All entries are to be copied exactly, with pictures removed.

═════ RECORDS SUPPLIED

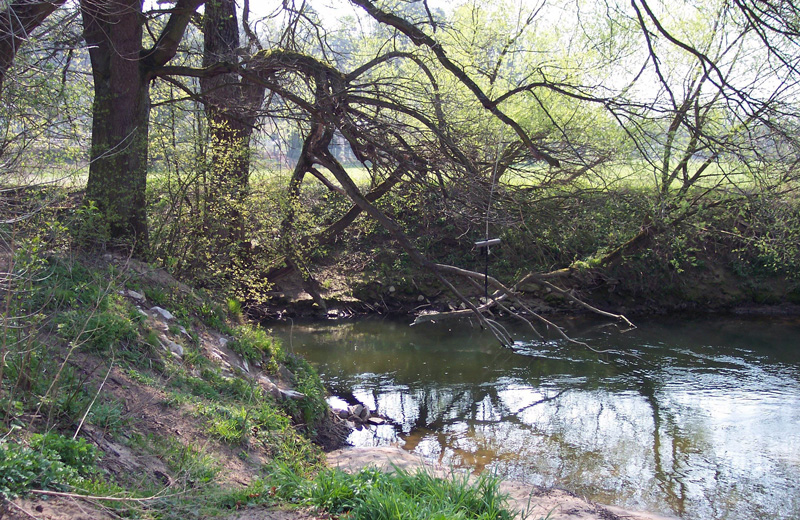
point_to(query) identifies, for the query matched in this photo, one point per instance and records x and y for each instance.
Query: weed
(51, 462)
(370, 494)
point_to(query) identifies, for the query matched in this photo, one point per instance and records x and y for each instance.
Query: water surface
(703, 424)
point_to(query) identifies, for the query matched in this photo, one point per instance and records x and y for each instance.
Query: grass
(373, 495)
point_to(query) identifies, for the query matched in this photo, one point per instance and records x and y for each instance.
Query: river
(700, 418)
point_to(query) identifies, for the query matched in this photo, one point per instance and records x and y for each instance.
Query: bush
(51, 462)
(370, 494)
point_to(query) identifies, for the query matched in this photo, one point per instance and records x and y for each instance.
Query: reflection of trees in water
(522, 431)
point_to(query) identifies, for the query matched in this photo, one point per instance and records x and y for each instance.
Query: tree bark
(120, 117)
(231, 105)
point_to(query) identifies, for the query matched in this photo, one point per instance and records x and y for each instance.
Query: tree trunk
(122, 71)
(16, 23)
(231, 105)
(120, 117)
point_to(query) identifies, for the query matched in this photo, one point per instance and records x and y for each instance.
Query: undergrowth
(373, 495)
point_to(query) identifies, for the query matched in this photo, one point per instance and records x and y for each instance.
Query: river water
(703, 422)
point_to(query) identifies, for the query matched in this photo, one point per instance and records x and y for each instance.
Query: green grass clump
(255, 345)
(50, 462)
(373, 495)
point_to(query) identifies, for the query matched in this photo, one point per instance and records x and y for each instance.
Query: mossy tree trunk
(122, 70)
(231, 106)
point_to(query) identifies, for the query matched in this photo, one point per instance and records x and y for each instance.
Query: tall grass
(402, 495)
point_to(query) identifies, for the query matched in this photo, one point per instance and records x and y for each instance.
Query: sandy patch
(531, 502)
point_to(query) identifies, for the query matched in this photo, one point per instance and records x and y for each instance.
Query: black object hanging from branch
(485, 245)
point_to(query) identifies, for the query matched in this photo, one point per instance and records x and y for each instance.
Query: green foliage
(311, 409)
(256, 345)
(190, 463)
(97, 331)
(75, 453)
(51, 462)
(371, 494)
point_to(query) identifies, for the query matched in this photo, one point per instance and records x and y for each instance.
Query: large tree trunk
(122, 71)
(231, 105)
(120, 117)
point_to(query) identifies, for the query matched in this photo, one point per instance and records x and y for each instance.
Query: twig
(108, 499)
(89, 408)
(22, 510)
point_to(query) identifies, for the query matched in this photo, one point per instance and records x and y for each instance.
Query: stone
(292, 394)
(164, 313)
(139, 297)
(355, 410)
(173, 347)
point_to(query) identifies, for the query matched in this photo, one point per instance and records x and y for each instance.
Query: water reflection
(705, 424)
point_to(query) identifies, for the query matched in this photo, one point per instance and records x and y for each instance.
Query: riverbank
(530, 502)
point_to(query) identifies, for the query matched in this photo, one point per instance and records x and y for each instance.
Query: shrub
(51, 462)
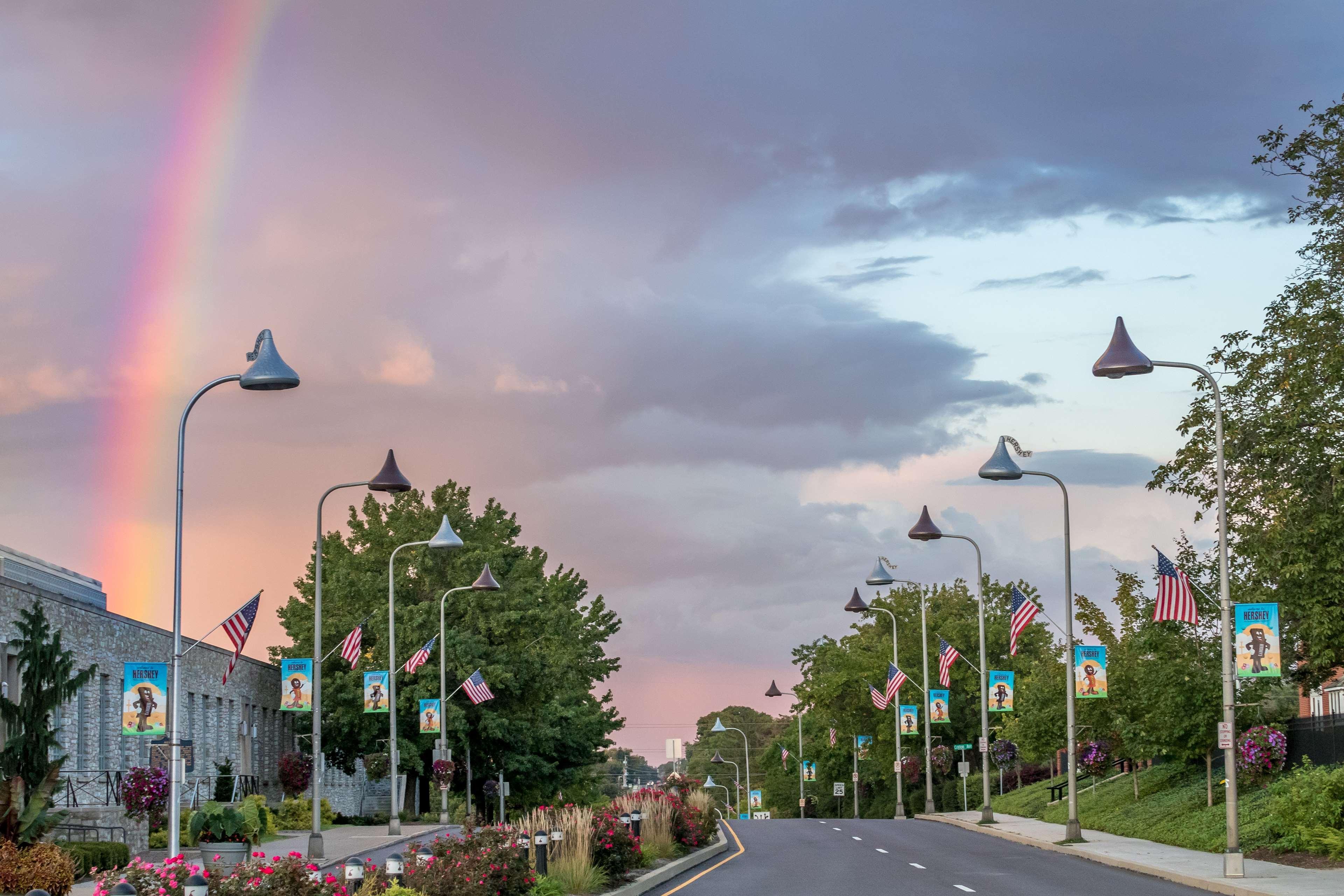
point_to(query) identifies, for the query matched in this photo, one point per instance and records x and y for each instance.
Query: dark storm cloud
(1083, 467)
(1062, 279)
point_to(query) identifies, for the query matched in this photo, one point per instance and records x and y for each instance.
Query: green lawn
(1172, 809)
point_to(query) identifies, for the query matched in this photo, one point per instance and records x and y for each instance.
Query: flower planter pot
(229, 856)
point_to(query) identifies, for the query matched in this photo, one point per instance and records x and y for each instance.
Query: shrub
(1004, 753)
(484, 862)
(547, 886)
(296, 773)
(1310, 798)
(615, 849)
(38, 867)
(103, 855)
(144, 793)
(259, 876)
(1261, 751)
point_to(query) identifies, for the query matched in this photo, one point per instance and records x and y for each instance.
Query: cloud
(45, 385)
(877, 272)
(1083, 467)
(408, 363)
(511, 381)
(1062, 279)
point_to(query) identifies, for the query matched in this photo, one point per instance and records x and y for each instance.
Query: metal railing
(198, 790)
(89, 788)
(69, 832)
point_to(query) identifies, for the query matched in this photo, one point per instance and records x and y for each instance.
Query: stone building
(240, 721)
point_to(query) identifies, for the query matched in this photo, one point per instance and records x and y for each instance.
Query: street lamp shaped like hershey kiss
(1124, 359)
(1121, 358)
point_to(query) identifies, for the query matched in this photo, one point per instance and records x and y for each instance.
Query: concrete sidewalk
(1190, 867)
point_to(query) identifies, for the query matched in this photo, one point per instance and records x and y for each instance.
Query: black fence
(1319, 739)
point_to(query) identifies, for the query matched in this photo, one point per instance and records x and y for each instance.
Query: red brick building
(1327, 700)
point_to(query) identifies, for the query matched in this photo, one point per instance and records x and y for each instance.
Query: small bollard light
(539, 841)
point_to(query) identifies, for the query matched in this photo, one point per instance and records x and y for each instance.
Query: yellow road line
(741, 849)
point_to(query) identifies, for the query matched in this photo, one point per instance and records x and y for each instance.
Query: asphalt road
(909, 858)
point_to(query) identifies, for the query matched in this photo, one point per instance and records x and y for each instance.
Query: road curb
(328, 863)
(672, 868)
(1227, 888)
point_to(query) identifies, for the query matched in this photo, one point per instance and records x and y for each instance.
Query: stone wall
(89, 727)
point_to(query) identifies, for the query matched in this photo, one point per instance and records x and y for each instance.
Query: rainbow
(139, 429)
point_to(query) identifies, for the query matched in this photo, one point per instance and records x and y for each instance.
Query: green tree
(49, 680)
(1284, 421)
(539, 643)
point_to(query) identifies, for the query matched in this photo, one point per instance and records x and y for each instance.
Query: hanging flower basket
(377, 766)
(443, 773)
(1261, 751)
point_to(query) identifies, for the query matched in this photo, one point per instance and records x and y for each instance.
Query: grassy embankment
(1171, 809)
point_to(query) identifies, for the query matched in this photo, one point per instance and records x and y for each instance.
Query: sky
(714, 296)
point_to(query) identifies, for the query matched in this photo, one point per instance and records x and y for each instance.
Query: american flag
(1023, 612)
(896, 678)
(1175, 600)
(353, 644)
(238, 626)
(420, 657)
(476, 688)
(947, 656)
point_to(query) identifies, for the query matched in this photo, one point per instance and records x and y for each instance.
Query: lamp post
(776, 692)
(267, 374)
(747, 751)
(486, 582)
(445, 538)
(926, 531)
(718, 760)
(999, 468)
(709, 782)
(387, 480)
(1124, 359)
(881, 575)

══════════

» SOLUTION TO THIS PROBLEM
point_to(query) identifies, for the query matched in this photo, one point per instance and records x and y for each instance.
Query: weed
(51, 462)
(370, 494)
point_to(query) identifies, for the query matched in this photo, one point per instance and records x and y for each instance.
Query: water surface
(703, 424)
point_to(query) identifies, for the query matched in this photo, one point per instance and records x and y for each instance.
Query: grass
(373, 495)
point_to(query) identifies, for the query matched in this photo, one point per instance and records x and y for each instance.
Query: river
(700, 418)
point_to(query) identifies, for the query matched in this photo, one point per instance and records x and y for each instance.
Query: bush
(51, 462)
(370, 494)
point_to(query) identifies, for the query matched in this photo, one point per instance and records x and y for each instance.
Query: reflection of trees in water
(522, 431)
point_to(query) identifies, for the query matched in this photo, one point per instance and records x and y for each instance.
Query: tree bark
(120, 117)
(231, 105)
point_to(query) identifies, for the query matched in this photo, one point per instance and records x and y for each instance.
Query: tree trunk
(122, 71)
(16, 23)
(231, 105)
(120, 117)
point_to(query) identifies, for the query matched in this photo, one point per instance and records x and y for each instance.
Query: undergrowth
(373, 495)
point_to(query) identifies, for the query matched in this photo, one point per instance and records x and y for each instance.
Query: river water
(703, 422)
point_to(query) identifies, for the query matched in this photo, one point per instance and records x and y for each instance.
Query: green grass clump
(255, 345)
(50, 462)
(373, 495)
point_to(query) identifies, for the query matched in this photo, one point per instance and records x and y for each instance.
Query: mossy tree trunk
(122, 70)
(231, 106)
point_to(query) identifies, for the query matched in this photo, one point per instance and records x and y for each instance.
Query: tall grass
(402, 495)
point_to(query) identifies, for the query matched in this photo, one point per instance and records x and y for each instance.
Query: sandy patch
(531, 502)
point_to(query) identifies, for the query matched in this photo, one point per instance and records x and y for each instance.
Query: black object hanging from branch
(485, 245)
point_to(query) identifies, for the query matched in this photo, one point per instance and records x and y for each instance.
Query: green foliage
(311, 409)
(256, 345)
(190, 463)
(97, 331)
(75, 453)
(51, 462)
(371, 494)
point_to(query) identifies, for the query matched in this photo, one point per instance and records x and y for each instance.
Query: large tree trunk
(122, 71)
(231, 105)
(120, 117)
point_to(query) identifies, for the query matched in this photo, one point per instance and records x and y for each instance.
Query: twig
(108, 499)
(89, 408)
(22, 510)
point_to(query) identifies, for the query matched in this photo, one point per instance and records x and y for each instance.
Query: stone
(292, 394)
(164, 313)
(139, 297)
(355, 410)
(173, 347)
point_to(query) identifies, for the query matched in this photo, one point per instance and records x and y for each instance.
Query: water reflection
(705, 424)
point_to(query) identifies, for the query matched in this photo, one point per instance and records x and y for each instance.
Query: riverbank
(530, 502)
point_to(query) identifies, for the query matched in this photo, one point per instance and records x and y for each instance.
Query: shrub
(51, 462)
point_to(query) identifies, for the query matched in this photo, one point per instance and records x and y for each instance.
Query: dark storm cloud
(1083, 467)
(1062, 279)
point_to(query) identifies, for the query matched in this photo, one point per instance and records x and y for each instance.
Query: green lawn
(1172, 809)
point_to(query) identifies, for the query matched in this photo, one point per instance and records x and y for each instance.
Query: flower planter pot
(229, 856)
point_to(query) identifies, for the query matched in this photo, one point per instance and records x and y for each instance.
Query: shrub
(1004, 753)
(484, 862)
(547, 886)
(296, 773)
(1310, 798)
(615, 849)
(38, 867)
(103, 855)
(144, 793)
(259, 876)
(1261, 751)
point_to(query) identifies, for the query matched in this photo, one point per instance and records x and y for each instance.
Query: cloud
(45, 385)
(877, 272)
(1083, 467)
(408, 363)
(511, 381)
(1062, 279)
point_to(query) identifies, for the query matched in this photo, one point per instance and records x and y for each instance.
Query: metal railing
(198, 790)
(89, 788)
(69, 832)
point_to(query) identifies, for the query matched in this photo, one point per instance and records x and y for each instance.
Query: stone building
(240, 721)
point_to(query) identifies, for the query matched in this photo, one point per instance and records x and y for each instance.
Query: street lamp shaped like hershey kiss
(1124, 359)
(1121, 358)
point_to(query) identifies, for the query matched in this photo, one point per instance and records x and y for each instance.
Query: concrete sidewalk
(1190, 867)
point_to(query) identifies, for the query matched in this photo, one point per instance and records x and y for each instance.
Query: black fence
(1319, 739)
point_to(query) identifies, for the query matched in this photo, one point per instance and records x and y for each instance.
Query: red brick building
(1327, 700)
point_to(query) identifies, for the query matched in this photo, one point per instance and records x and y for each instance.
Query: small bollard light
(539, 841)
point_to(query) identifies, for the query matched in this photo, one point per instance and records x and y for each instance.
Query: yellow road line
(741, 849)
point_to(query) identifies, for the query matched in this photo, one point per instance and records x and y for each instance.
Query: asphalt road
(909, 858)
point_to(query) identifies, for the query matched in this photo, one point per instance and records x and y for each instance.
Query: road curb
(328, 863)
(672, 868)
(1227, 888)
point_to(query) identifies, for the query matched in this photo, one point per instance and records x and y for each instance.
Query: stone wall
(89, 727)
point_to(query) identifies, for the query matched in this photo, one point per instance and records x and y for each instance.
Query: rainbow
(139, 429)
point_to(query) identifies, for the query matched in this photo, one point per instance and records x and y for each instance.
Query: green tree
(49, 680)
(1284, 421)
(539, 643)
point_to(query) identifies, for the query matched in this photo, one point per instance and records x and y for each instance.
Query: hanging flower basket
(377, 766)
(443, 773)
(1261, 751)
point_to(query) identifies, for the query matched in this photo, one point per instance and records x and y for each instance.
Query: grassy embankment
(1171, 809)
point_to(query) identifies, for the query matched in this photo, one point per instance and records x and y for each instance.
Query: sky
(714, 296)
point_to(query) identifies, for the query matched in this photo, one point per instance and records x and y for each instance.
Query: american flag
(1023, 612)
(896, 678)
(1175, 600)
(353, 644)
(238, 626)
(420, 657)
(476, 688)
(947, 656)
point_to(query) identifies, for the query matched in this photo, one point per instance and records x and y for each instance.
Query: lamp post
(776, 692)
(267, 374)
(747, 751)
(486, 582)
(445, 538)
(926, 531)
(718, 760)
(999, 468)
(709, 782)
(387, 480)
(1124, 359)
(881, 575)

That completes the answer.